## Requirement
Pick up the essay on intergenerational justice and political action after its final list item and keep writing it.

## Selected excerpt

Economically global capital has been transforming itself  moving away from industrial production in the big developed economies and  evolving into  Fintech involving the mating of unregulated financial capital and digital net based platforms relying on surveillance capital and more recently predictive AI algorithms, and now generative and agentic AI.

This is happening faster than anyone had imagined.  There is huge hype deliberately designed by Google,  Microsoft  etc to sucker in new investment but there will be serious and real consequences.

What Should We Do to do Better?

The short answer -as always- when faced with these kinds of circumstances  is take Winston Churchill’s advice: never let a crisis go to waste. The good news is that if what we are seeing now is a product of decades of toxic neoliberal politics  and policy making , we  now need to  do some serious political work. So  let’s get political.

My  big point? In this instance one clue to what need to be done comes from an earlier observation  about the cost of rising inequality borne  in large measure by young people. There is now a crisis  in intergenerational fairness and injustice especially borne by today’s young Australians but also and unsurprisingly by many older Australians. So what is to be done?

1. We need to build intergenerational solidarities and intergenerational movements that cross generations and make real the point that we want intergenerational justice  and we want to restore  intergenerational justice and we mean to do it -now.

2. We also  need to learn from successful cross generational campaigns  and movements and we need to then apply what has been learned. The Knitting Nannas  eg., tell us  about the role played by humour self deprecation irony and wit and laughter what has worked:

  • Tamp down the critique and ramp up the positive vision of a fairer decent Australia
  • Increase the fun and laughter in our political activity
  • Do the hard work holding governments  and corporates to account -visit offices, set up Knitting Nanna circles outside offices, hold MPs accountable, follow up with letters asking questions, demanding to see documents and records
  • Reach out actively to youth-led movements, other activist groups and networks  and offer solidarity and support
  • spend time listening consulting with ordinary Australians whether young, middle-aged  or older
  • spend lots of  time developing new laws and new policies that change the rules of the game.

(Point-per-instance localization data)
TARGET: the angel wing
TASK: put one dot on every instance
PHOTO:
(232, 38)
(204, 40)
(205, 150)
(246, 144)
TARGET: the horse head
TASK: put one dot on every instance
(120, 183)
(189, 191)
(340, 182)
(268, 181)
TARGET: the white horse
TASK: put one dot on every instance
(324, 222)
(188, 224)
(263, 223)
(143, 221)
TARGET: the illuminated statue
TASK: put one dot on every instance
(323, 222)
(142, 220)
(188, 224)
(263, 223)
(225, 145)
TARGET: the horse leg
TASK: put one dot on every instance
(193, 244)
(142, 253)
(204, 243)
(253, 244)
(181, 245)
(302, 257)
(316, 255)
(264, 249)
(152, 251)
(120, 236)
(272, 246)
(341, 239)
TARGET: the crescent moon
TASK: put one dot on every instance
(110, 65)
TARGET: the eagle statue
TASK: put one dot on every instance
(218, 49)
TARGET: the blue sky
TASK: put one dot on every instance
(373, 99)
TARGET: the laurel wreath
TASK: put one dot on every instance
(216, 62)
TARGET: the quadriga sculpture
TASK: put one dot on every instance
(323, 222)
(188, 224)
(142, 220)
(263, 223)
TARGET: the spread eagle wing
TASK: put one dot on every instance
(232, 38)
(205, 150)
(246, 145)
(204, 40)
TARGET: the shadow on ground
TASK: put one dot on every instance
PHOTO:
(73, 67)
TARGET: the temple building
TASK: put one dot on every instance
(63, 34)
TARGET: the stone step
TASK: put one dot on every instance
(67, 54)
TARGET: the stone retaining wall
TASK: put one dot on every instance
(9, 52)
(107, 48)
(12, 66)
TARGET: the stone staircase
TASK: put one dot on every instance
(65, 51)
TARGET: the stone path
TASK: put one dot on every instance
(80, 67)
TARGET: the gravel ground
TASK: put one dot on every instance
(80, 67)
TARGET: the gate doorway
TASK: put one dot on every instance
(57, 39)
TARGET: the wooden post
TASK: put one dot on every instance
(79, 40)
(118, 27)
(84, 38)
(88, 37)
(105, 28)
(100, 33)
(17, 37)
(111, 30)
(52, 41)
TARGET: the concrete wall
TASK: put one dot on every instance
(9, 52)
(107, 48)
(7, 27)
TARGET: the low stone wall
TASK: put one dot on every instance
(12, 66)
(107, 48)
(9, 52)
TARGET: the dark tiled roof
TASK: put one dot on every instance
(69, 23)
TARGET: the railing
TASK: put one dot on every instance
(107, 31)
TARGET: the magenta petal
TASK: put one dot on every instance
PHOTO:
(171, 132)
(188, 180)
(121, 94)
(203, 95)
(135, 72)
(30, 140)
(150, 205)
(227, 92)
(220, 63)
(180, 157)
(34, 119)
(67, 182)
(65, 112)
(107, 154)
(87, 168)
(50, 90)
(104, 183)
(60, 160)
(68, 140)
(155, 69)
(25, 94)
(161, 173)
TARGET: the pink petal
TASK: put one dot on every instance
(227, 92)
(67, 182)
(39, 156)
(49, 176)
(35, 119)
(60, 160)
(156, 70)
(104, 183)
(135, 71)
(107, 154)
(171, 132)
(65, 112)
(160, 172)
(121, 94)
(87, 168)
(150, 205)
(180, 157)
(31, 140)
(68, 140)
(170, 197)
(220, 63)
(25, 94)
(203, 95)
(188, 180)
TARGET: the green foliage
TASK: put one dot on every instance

## Written answer
We need to oppose those things that matter and do so on a cross-generational basis.  We should certainly oppose things  such as:

  • Approving gas and coal mining licences,
  • Human rights abuses of young people indigenous people,
  • unfair treatment of social security beneficiaries,
  • pro-war industries and agreements.

But if protests are good,  so too e.g., is strategic litigation bringing together young and old. (Like the Sharma case in 2021). Explore the option of legal court action (from FOIs to VCAT to Supreme or federal Court action) to challenge  wrong or unfair government or corporate policies relying on human rights and duty of care principles. Work with pro bono lawyers.

We need to hold our current democratic representative to  account. We need to put the pressure on todays elected representatives. Hold them to account; ask difficult questions; visit them,  write letters and   let them know we are aren’t happy.

Develop and do the research set up Citizens Assemblies  to consult with and take advice from ordinary citizens  and make the central participatory principle clear in any democracy worth its name: nothing about us -without us! Equally  importantly we need to do serious policy reform work.

Work to develop a systematic legislative reform agenda which might include:

  • Major overhaul of the tax law
  • Reform the Environment  Protection Act inserting  a duty of care principle
  • Introduction of an Australian bill of rights based on UNC ICPR, UNC SECR, and UN CRC with serious  remedies and enforceability
  •  Reform the e-safety Act and regulate the major social media platforms to prevent them from ruthlessly  harvesting everyone’s  personal data
  • Regulate the OTC derivatives and crypto coin markets
  • Design and introduce systematic democratic accountability legislative framework for all three levels of government  increasing the accountability mechanisms, beginning with strong   FOI provisions.

Now it’s time to get political.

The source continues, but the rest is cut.